-- EXCERPT --
• • • • •

The progressive worldview favors moral binaries such as oppressor and oppressed, colonizer and indigenous, etc. Instead of moving beyond the relevance of race, progressives claim that we need it in order to make sense of the world. In fact, the two groups that focus primarily on race are racists and progressives.
Where do Jews fit into this reductive calculus?
Jews are not racially homogeneous, but progressives don’t seem to appreciate that. Most Jews in the West are “white-passing” and well-off, so progressives throw them in with the list of oppressors. When looking at Palestinians, these uninformed progressives believe they see relatively weak, poor BIPOC people. If there is a conflict between powerful “white” people and poor brown people, the progressive worldview requires that they stand with the latter.
However, unlike American Jews who are largely of European descent, 55% of Israeli Jews are either Sephardi or Mizrahi. The former descend from Jews exiled during the Spanish Inquisition, and the latter are from North African and Middle-Eastern Jewish communities. They are not white. There are, for example, about 160,000 Black Jews living in Israel who emigrated from Ethiopia.

• • • • •

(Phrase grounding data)
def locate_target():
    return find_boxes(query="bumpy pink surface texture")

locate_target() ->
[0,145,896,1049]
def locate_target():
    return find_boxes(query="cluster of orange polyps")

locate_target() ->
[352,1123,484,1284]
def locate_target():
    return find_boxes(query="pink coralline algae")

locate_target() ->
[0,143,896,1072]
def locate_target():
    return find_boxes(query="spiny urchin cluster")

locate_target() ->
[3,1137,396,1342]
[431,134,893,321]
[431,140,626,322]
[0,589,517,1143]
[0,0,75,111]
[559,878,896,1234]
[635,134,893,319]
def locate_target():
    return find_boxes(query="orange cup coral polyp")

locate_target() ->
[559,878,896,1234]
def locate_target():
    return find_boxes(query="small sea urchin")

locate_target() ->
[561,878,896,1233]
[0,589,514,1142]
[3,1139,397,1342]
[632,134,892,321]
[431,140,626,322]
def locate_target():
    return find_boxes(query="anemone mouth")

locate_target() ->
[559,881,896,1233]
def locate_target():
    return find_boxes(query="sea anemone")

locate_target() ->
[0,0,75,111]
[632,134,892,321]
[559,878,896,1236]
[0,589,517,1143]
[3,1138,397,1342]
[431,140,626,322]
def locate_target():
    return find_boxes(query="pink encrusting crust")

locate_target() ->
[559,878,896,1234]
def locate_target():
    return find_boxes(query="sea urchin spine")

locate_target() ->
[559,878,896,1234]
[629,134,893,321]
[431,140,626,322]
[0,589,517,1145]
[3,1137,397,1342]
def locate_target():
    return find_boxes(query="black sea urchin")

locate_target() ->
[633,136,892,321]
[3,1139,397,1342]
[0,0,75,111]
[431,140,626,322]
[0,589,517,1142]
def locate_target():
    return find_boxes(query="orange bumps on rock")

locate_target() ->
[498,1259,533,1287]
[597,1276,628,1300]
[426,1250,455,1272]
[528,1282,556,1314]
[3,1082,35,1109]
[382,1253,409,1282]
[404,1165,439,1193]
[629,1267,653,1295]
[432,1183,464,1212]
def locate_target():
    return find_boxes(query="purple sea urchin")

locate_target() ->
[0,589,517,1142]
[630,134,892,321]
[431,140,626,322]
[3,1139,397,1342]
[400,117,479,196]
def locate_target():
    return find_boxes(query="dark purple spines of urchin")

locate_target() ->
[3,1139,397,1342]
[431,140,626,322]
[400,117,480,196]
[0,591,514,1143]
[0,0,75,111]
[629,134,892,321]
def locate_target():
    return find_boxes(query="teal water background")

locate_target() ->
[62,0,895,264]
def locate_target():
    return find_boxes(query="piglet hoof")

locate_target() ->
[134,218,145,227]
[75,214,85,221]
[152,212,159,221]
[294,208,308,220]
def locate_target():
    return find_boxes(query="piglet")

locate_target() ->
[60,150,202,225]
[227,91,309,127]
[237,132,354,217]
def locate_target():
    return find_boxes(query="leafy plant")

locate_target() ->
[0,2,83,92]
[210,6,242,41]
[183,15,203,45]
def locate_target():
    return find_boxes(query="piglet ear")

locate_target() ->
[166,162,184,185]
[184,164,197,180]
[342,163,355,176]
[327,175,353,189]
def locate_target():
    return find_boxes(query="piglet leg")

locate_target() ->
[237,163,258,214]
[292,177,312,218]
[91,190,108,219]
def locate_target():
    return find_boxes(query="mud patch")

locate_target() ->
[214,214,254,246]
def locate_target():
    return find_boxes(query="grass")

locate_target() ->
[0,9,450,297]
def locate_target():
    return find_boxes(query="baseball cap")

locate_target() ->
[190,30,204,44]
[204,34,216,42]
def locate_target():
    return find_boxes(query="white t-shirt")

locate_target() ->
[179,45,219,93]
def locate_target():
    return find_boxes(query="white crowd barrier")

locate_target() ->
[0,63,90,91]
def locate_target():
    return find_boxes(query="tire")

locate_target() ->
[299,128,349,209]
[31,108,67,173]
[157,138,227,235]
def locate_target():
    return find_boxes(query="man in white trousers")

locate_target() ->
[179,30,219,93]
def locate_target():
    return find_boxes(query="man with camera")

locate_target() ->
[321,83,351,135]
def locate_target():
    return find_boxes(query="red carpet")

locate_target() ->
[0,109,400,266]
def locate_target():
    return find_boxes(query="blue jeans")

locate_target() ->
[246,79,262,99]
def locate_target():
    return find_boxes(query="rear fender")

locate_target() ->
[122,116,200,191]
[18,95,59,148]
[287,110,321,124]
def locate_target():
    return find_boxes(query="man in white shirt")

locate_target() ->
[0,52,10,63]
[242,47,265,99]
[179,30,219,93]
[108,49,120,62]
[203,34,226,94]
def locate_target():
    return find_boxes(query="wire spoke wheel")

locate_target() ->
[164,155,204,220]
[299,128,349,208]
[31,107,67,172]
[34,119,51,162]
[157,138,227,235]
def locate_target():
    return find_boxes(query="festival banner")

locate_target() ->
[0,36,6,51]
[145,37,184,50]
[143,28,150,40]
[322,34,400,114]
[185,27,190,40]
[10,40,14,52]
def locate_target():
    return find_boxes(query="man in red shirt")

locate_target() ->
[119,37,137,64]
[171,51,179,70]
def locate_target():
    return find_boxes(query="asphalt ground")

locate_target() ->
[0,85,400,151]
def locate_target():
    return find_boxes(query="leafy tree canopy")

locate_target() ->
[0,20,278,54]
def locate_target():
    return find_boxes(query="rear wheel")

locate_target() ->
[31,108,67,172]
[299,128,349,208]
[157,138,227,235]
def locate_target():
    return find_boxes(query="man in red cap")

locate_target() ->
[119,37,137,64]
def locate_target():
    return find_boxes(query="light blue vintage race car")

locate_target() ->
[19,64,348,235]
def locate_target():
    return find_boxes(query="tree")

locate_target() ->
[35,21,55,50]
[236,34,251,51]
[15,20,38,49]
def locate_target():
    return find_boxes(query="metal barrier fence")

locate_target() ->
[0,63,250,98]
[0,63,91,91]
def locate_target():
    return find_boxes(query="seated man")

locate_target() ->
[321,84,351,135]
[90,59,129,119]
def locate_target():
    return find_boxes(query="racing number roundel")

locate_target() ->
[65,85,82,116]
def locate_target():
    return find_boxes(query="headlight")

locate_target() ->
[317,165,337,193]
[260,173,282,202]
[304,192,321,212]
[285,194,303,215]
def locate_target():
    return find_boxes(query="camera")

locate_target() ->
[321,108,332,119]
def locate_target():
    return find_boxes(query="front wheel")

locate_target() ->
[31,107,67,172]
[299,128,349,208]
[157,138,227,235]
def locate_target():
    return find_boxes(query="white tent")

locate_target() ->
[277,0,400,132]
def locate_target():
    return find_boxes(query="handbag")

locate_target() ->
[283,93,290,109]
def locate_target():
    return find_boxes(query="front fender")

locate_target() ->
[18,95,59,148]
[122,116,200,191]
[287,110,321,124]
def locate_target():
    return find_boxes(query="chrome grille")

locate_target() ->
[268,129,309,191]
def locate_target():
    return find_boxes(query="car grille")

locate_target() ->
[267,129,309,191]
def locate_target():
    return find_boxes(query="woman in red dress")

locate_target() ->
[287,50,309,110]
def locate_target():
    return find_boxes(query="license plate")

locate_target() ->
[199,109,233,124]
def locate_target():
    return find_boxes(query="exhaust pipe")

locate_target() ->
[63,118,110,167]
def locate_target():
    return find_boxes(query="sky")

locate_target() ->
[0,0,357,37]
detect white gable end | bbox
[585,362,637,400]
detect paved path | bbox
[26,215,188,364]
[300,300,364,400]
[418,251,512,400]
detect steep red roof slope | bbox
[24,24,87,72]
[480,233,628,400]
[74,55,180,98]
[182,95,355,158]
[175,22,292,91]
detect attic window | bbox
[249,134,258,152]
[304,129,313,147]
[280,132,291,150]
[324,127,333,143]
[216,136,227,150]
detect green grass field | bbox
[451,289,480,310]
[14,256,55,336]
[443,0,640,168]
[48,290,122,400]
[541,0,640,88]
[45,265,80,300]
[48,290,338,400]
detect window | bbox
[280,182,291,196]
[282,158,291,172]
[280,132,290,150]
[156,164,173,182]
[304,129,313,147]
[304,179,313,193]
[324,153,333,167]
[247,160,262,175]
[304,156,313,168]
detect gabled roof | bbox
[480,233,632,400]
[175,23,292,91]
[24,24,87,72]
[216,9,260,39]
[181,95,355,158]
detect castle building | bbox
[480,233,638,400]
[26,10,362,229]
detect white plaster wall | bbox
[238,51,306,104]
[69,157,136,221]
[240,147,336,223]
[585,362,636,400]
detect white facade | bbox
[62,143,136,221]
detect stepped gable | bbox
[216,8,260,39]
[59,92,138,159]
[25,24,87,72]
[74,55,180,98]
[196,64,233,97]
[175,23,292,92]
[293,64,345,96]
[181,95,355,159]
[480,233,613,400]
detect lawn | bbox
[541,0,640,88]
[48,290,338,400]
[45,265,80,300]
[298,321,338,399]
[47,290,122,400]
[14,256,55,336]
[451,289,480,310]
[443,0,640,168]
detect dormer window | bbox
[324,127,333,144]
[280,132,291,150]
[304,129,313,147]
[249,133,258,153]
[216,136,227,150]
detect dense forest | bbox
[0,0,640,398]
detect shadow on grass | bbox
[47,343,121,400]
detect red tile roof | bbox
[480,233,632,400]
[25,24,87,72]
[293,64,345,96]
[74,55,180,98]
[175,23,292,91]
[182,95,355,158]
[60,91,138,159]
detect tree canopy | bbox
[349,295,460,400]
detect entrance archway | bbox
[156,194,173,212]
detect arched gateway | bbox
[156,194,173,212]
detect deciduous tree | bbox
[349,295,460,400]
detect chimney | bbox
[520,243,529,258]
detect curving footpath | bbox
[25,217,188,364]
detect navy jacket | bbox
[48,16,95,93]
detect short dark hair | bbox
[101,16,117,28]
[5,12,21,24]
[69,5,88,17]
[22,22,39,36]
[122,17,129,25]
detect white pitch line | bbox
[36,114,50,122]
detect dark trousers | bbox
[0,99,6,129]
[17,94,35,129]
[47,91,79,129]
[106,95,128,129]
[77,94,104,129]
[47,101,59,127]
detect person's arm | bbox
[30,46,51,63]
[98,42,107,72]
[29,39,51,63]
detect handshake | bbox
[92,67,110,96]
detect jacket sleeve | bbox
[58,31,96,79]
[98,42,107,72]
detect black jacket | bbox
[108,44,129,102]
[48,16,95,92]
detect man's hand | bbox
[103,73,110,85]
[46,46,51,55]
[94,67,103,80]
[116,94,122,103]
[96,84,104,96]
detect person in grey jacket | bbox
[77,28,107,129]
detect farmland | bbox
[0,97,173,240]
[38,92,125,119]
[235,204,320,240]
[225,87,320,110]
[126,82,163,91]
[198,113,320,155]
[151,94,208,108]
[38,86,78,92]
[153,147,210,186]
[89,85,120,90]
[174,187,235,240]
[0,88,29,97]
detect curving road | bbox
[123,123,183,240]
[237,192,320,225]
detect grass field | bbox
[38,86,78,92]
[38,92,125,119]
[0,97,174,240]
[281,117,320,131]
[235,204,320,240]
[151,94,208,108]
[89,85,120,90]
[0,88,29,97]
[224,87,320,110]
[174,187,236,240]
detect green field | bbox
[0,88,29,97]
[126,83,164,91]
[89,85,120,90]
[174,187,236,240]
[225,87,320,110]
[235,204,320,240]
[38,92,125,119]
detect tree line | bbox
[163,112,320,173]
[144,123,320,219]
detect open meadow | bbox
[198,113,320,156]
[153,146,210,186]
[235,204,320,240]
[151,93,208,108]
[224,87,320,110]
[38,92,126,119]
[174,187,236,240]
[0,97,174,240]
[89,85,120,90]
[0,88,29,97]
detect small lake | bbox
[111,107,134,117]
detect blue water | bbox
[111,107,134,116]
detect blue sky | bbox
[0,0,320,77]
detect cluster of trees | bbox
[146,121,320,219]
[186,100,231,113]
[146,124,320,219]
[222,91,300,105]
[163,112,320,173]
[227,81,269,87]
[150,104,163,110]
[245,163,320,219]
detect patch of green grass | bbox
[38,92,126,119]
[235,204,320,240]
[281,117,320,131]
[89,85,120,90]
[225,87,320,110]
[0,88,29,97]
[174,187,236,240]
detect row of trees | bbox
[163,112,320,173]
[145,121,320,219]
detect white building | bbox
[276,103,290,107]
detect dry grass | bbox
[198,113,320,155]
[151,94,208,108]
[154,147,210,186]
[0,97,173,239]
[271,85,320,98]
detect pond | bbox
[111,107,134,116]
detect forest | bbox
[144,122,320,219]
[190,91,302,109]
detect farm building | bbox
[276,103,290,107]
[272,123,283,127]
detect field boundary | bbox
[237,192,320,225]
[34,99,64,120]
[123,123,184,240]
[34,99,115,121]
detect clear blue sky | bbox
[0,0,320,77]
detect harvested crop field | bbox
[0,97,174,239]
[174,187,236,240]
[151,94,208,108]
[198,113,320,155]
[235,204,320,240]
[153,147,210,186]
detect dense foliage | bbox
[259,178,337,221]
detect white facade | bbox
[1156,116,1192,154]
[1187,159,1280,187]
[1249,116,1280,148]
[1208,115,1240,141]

• • • • •

-- APPLY WHAT YOU READ --
1. Say whether the excerpt on progressives and Jews agrees with each statement below, answering yes or no and quoting the text's deciding words. (a) More than half of Israeli Jews are Sephardi or Mizrahi. (b) Sephardi Jews come from North African and Middle-Eastern Jewish communities. (c) About 160,000 Black Jews who emigrated from Ethiopia live in Israel.
2. Copy word for word the part of the excerpt on progressives and Jews starting at "Where do Jews" and ending at "with the latter.".

-- ANSWERS TO THE EXERCISES --
1.
(a) Yes: "55% of Israeli Jews are either Sephardi or Mizrahi"
(b) No: "The former descend from Jews exiled during the Spanish Inquisition"
(c) Yes: "about 160,000 Black Jews living in Israel who emigrated from Ethiopia"

2.
Where do Jews fit into this reductive calculus?
Jews are not racially homogeneous, but progressives don’t seem to appreciate that. Most Jews in the West are “white-passing” and well-off, so progressives throw them in with the list of oppressors. When looking at Palestinians, these uninformed progressives believe they see relatively weak, poor BIPOC people. If there is a conflict between powerful “white” people and poor brown people, the progressive worldview requires that they stand with the latter.